Set task
Can you recast every line of the listing below as a Markdown table with the columns Row and Line, numbering the rows in order and leaving out blank lines?

Data supplied
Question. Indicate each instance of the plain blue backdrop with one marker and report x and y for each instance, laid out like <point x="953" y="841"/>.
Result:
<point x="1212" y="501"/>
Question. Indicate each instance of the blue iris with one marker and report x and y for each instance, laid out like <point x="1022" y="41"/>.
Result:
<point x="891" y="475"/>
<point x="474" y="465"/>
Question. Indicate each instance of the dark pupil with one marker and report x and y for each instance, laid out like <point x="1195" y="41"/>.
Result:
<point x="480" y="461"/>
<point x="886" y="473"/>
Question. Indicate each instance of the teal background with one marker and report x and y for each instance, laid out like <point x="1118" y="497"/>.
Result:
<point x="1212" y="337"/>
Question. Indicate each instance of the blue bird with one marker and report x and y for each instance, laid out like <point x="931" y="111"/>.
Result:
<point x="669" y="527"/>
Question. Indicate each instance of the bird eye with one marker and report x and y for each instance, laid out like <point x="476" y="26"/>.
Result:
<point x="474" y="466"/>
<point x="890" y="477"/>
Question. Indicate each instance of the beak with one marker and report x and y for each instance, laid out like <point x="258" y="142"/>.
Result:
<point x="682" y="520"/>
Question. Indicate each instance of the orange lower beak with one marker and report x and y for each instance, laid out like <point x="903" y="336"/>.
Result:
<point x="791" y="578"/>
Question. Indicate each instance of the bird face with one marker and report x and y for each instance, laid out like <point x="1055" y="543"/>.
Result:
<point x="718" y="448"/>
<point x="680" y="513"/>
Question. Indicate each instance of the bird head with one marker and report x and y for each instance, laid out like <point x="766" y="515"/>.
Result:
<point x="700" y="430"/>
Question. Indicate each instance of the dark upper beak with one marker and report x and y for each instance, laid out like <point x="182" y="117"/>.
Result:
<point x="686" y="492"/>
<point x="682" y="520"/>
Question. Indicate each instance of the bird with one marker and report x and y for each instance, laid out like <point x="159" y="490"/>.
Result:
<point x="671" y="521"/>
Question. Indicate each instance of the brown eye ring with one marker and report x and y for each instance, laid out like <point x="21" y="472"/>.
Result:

Solution below
| Row | Line |
|---|---|
| 1 | Question. Indicate each instance of the plain blue backdrop with one marker and report x and y for each instance, laid out like <point x="953" y="841"/>. |
| 2 | Result: |
| 3 | <point x="1212" y="501"/> |
| 4 | Question. Indicate each instance of the blue iris with one marker and report x and y for each instance, laid out like <point x="1022" y="41"/>. |
| 5 | Result: |
| 6 | <point x="891" y="475"/> |
| 7 | <point x="474" y="465"/> |
| 8 | Question. Indicate each instance of the dark pupil with one marker and report x and y for each instance, laid out like <point x="1195" y="41"/>. |
| 9 | Result: |
| 10 | <point x="480" y="461"/> |
| 11 | <point x="886" y="473"/> |
| 12 | Question. Indicate each instance of the teal background with one marker and report x and y for each instance, laid out like <point x="1118" y="497"/>. |
| 13 | Result: |
| 14 | <point x="1212" y="337"/> |
| 15 | Question. Indicate each instance of the blue bird with one marker and report x and y for each instance, laid out like <point x="931" y="111"/>. |
| 16 | Result: |
| 17 | <point x="669" y="527"/> |
| 18 | Question. Indicate each instance of the bird eye with one marker and report x and y for each instance, laid out like <point x="476" y="26"/>. |
| 19 | Result: |
| 20 | <point x="474" y="466"/> |
| 21 | <point x="890" y="477"/> |
| 22 | Question. Indicate each instance of the beak with one marker and report x and y for each instance, laid out like <point x="258" y="142"/>. |
| 23 | Result: |
| 24 | <point x="682" y="520"/> |
| 25 | Question. Indicate each instance of the orange lower beak with one marker and report x and y for each instance, laid out like <point x="903" y="336"/>. |
| 26 | Result: |
| 27 | <point x="791" y="578"/> |
| 28 | Question. Indicate each instance of the bird face with one marker and report x and y for each instance, laid out like <point x="1055" y="543"/>. |
| 29 | Result: |
| 30 | <point x="718" y="448"/> |
| 31 | <point x="680" y="513"/> |
| 32 | Question. Indicate each instance of the bird head with one marker and report x and y for each instance, laid out like <point x="766" y="515"/>. |
| 33 | Result: |
| 34 | <point x="700" y="430"/> |
| 35 | Question. Indicate each instance of the dark upper beak with one marker and report x and y for each instance, laid out like <point x="182" y="117"/>. |
| 36 | Result: |
| 37 | <point x="686" y="492"/> |
| 38 | <point x="682" y="520"/> |
| 39 | Question. Indicate each instance of the bird with one marker and report x and y for each instance, laid out like <point x="159" y="490"/>. |
| 40 | Result: |
| 41 | <point x="671" y="521"/> |
| 42 | Question. Indicate each instance of the brown eye ring with one marker and report x and y for each instance, laid out like <point x="21" y="472"/>. |
| 43 | Result: |